Set down the data below without change, skipping the pictures it holds.

* SOURCE DATA

# # # # #

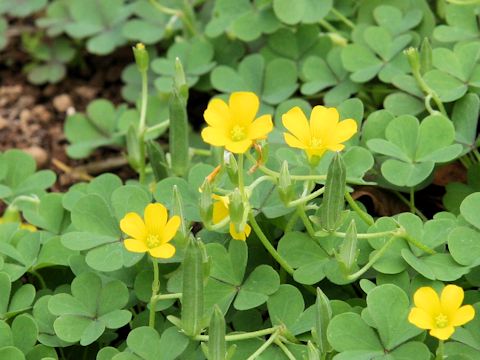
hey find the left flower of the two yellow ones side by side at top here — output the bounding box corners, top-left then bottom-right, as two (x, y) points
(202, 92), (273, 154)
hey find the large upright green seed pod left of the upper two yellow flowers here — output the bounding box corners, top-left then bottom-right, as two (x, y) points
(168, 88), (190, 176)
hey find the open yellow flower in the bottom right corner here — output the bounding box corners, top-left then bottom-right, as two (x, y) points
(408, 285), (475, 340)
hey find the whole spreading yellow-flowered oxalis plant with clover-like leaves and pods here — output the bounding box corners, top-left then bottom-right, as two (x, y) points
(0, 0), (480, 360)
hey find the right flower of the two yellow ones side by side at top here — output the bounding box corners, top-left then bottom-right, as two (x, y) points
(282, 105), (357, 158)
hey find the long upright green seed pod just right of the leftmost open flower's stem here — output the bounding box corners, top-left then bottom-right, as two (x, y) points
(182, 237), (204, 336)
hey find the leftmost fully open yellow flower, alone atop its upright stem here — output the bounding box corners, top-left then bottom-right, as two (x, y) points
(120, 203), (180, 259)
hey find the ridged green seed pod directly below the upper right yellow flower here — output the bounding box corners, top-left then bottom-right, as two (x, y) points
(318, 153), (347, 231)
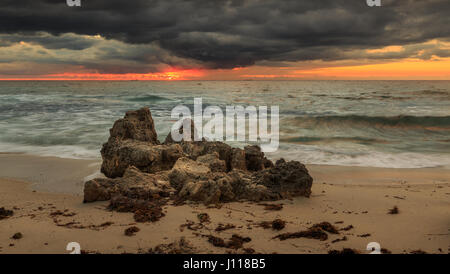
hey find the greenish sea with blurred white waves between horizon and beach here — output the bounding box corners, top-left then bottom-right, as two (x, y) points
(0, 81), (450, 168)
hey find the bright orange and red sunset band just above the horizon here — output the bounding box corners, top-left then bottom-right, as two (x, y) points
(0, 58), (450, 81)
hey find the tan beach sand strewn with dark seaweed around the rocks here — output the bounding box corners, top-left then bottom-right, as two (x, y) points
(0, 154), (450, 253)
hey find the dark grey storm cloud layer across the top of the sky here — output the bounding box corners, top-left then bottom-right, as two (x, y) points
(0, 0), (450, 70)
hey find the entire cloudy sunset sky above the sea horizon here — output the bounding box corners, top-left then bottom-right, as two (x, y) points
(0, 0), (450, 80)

# # # # #

* EXERCISE RESPONSE
hey find the left flower of the two yellow ones side by side at top here — output the bounding box corners, top-left then bottom-right, as two (x, y) points
(202, 92), (273, 154)
hey find the large upright green seed pod left of the upper two yellow flowers here — output the bounding box corners, top-left then bottom-right, as two (x, y) points
(168, 88), (190, 176)
hey find the open yellow flower in the bottom right corner here — output the bounding box corners, top-left then bottom-right, as two (x, y) points
(408, 285), (475, 340)
hey find the whole spreading yellow-flowered oxalis plant with clover-like leaves and pods here — output the bounding box corners, top-left then bottom-right, as two (x, y) points
(0, 0), (480, 360)
hey find the right flower of the two yellow ones side by side at top here — output the bounding box corners, top-left then bottom-right, as two (x, y) points
(282, 105), (357, 158)
hey find the long upright green seed pod just right of the leftmost open flower's stem here — output the bounding box corners, top-left then bottom-right, as two (x, y) points
(182, 237), (204, 336)
hey find the leftmost fully open yellow flower, alone atop its upright stem here — output the bounding box corners, top-left then bottom-right, as two (x, y) points
(120, 203), (180, 259)
hey find the ridged green seed pod directly below the upper right yellow flower here — output the bounding box corners, top-left then bottom-right, as two (x, y) points
(318, 153), (347, 231)
hey find the greenish sea with blurred white waves between horizon and beach here — output the bounding box corners, top-left then bottom-right, as two (x, y) points
(0, 81), (450, 168)
hey find the bright orange and red sunset band just above the horizon here — output the bounding box corners, top-left then bottom-right, as two (x, y) points
(0, 58), (450, 81)
hey find the tan beach sand strewn with dark seaweed around the rocks here — output the bounding box corners, top-left then bottom-right, as two (x, y) points
(0, 154), (450, 253)
hey find the dark grey storm cloud layer across the top of the sky here — output the bounding box corners, top-left then bottom-right, as two (x, y) points
(0, 0), (450, 70)
hey find the entire cloudy sunset sky above the sea horizon here — output the bounding box corners, top-left then bottom-right, as two (x, y) points
(0, 0), (450, 80)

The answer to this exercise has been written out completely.